— Source extract —
The insured sold Chinese drywall to a homeowner. The homeowner sued the insured for alleged health problems and property damage sustained as a result of sulfur compounds emitted by the Chinese drywall. The insured tendered the claim to its CGL insurer which provided a defense under a reservation of rights. The CGL insurer was denied leave to intervene and filed a separate declaratory judgment action in federal court against the insured and the homeowner. The insured failed to appear in that suit, and the insurer moved for a default judgment.
The court “assumed without deciding” that the allegations against the insured were sufficient to constitute an “occurrence” under the policy, but concluded that three separate exclusions barred coverage and, therefore, the insurer had no duty to defend or indemnify the insured. The court concluded that the policy’s total pollution exclusion barred coverage because the claims against the insured involved allegations about pollutants stemming from the use of Chinese drywall. It held that the drywall was the insured’s product and that coverage was barred under the “your product” exclusion. Finally, the court held that because the drywall was recalled from the market, the exclusion of any loss, cost or expense associated with the repair, replacement or disposal of a withdrawn or recalled product also applied. The court granted the motion for entry of default.

— What you should do —
Reproduce the passage on the Chinese drywall coverage case in full, word for word.

— Supplied material —
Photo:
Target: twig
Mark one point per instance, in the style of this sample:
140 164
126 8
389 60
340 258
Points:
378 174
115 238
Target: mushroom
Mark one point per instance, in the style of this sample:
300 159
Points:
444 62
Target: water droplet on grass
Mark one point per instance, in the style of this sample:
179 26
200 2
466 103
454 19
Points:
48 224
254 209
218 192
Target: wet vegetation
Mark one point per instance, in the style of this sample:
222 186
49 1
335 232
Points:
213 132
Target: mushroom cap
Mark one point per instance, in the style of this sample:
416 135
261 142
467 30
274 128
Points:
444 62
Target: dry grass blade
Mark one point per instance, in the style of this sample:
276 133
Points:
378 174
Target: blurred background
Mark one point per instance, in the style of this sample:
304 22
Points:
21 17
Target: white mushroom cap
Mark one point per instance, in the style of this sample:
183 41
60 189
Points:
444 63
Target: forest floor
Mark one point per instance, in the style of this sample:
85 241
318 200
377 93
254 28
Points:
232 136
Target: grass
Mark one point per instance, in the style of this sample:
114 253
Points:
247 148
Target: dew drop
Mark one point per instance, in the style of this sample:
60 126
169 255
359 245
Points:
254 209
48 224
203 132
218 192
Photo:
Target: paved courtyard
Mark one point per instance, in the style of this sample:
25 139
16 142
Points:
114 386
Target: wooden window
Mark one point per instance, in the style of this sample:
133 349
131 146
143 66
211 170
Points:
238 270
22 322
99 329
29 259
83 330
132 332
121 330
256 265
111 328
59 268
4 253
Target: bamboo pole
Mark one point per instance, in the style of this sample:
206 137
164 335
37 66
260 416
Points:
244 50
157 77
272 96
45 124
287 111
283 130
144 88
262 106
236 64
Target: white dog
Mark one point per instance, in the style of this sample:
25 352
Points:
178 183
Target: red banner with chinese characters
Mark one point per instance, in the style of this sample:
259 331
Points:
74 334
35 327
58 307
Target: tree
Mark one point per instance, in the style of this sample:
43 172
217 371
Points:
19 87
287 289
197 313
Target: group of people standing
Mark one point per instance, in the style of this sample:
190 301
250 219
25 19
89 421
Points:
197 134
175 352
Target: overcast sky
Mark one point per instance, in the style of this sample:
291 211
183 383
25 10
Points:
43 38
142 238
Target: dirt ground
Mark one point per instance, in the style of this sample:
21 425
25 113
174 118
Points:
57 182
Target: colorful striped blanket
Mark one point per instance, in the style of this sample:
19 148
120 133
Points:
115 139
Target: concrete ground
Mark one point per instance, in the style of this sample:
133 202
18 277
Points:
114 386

— Output for this exercise —
The insured sold Chinese drywall to a homeowner. The homeowner sued the insured for alleged health problems and property damage sustained as a result of sulfur compounds emitted by the Chinese drywall. The insured tendered the claim to its CGL insurer which provided a defense under a reservation of rights. The CGL insurer was denied leave to intervene and filed a separate declaratory judgment action in federal court against the insured and the homeowner. The insured failed to appear in that suit, and the insurer moved for a default judgment.
The court “assumed without deciding” that the allegations against the insured were sufficient to constitute an “occurrence” under the policy, but concluded that three separate exclusions barred coverage and, therefore, the insurer had no duty to defend or indemnify the insured. The court concluded that the policy’s total pollution exclusion barred coverage because the claims against the insured involved allegations about pollutants stemming from the use of Chinese drywall. It held that the drywall was the insured’s product and that coverage was barred under the “your product” exclusion. Finally, the court held that because the drywall was recalled from the market, the exclusion of any loss, cost or expense associated with the repair, replacement or disposal of a withdrawn or recalled product also applied. The court granted the motion for entry of default.